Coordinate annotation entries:

** start **

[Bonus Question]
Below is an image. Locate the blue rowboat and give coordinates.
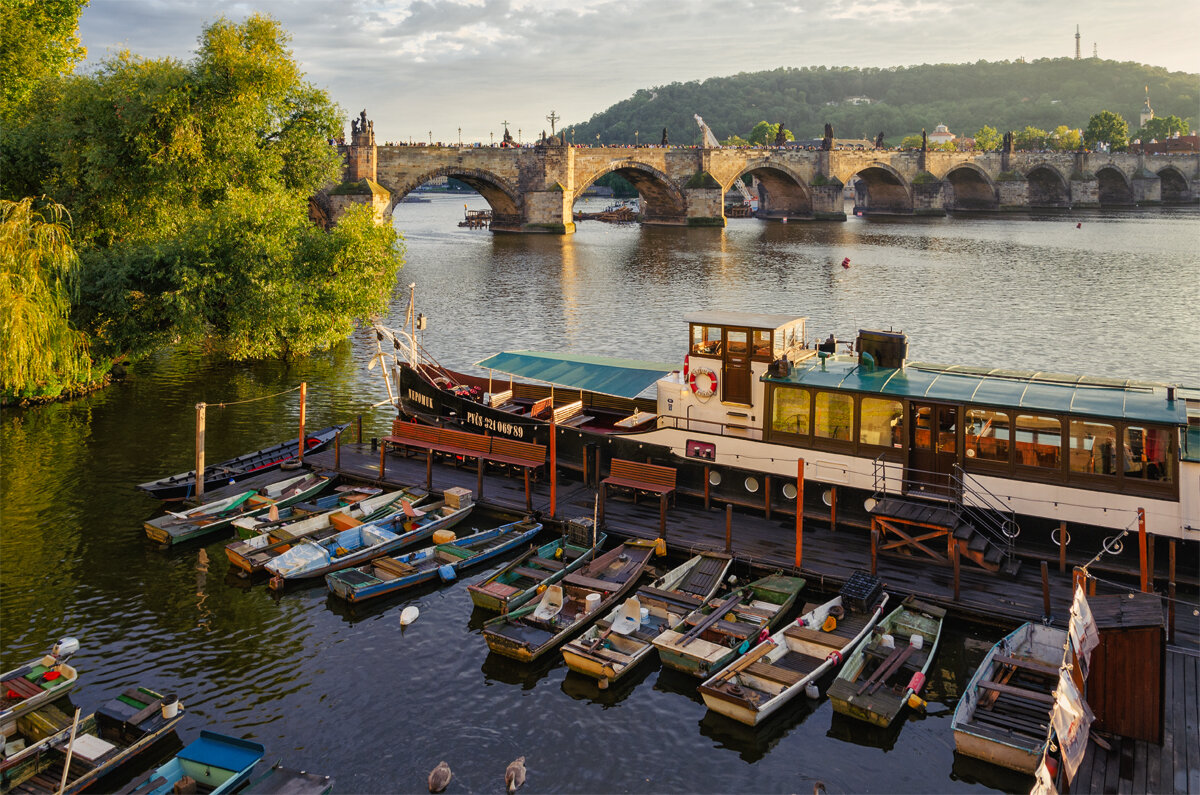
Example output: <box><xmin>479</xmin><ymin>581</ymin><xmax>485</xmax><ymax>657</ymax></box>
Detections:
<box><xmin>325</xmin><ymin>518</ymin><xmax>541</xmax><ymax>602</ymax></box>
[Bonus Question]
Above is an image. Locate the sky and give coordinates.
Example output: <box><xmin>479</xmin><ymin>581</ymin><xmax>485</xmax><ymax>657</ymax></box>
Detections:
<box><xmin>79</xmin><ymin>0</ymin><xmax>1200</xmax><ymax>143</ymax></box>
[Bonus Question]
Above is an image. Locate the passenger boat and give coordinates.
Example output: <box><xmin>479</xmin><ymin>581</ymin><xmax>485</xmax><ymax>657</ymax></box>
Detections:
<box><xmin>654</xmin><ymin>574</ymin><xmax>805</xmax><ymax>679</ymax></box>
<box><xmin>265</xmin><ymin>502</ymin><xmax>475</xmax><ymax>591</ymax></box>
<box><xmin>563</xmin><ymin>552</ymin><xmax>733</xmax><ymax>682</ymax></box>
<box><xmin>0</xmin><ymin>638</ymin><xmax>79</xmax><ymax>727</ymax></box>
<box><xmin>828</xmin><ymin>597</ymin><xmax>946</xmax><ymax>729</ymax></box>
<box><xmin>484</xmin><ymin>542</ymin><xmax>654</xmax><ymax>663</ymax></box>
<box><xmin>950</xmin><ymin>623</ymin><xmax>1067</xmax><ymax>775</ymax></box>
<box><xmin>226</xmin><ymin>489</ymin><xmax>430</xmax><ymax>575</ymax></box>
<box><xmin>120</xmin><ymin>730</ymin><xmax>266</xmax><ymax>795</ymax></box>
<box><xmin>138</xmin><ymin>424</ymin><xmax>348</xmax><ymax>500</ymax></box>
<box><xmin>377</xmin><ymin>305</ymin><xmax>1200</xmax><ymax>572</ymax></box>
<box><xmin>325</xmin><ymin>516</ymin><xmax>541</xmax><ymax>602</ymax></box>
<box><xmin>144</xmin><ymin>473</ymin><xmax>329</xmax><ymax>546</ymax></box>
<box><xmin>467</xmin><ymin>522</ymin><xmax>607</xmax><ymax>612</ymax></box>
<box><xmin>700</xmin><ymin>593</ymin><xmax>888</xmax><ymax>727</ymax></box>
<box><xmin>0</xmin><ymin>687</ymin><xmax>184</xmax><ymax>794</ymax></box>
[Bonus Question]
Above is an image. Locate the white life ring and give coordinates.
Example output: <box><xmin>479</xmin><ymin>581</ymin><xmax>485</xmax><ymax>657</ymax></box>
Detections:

** end **

SHORT TASK: From the items above, copy each line that contains the string "give".

FINISHED TASK:
Below is an image. Locate the blue rowboat and give coordinates.
Above is an image. Locate the sky and give coordinates.
Above is an image. Locate the passenger boat and give coordinates.
Above is an image. Locate the white life ring and give coordinates.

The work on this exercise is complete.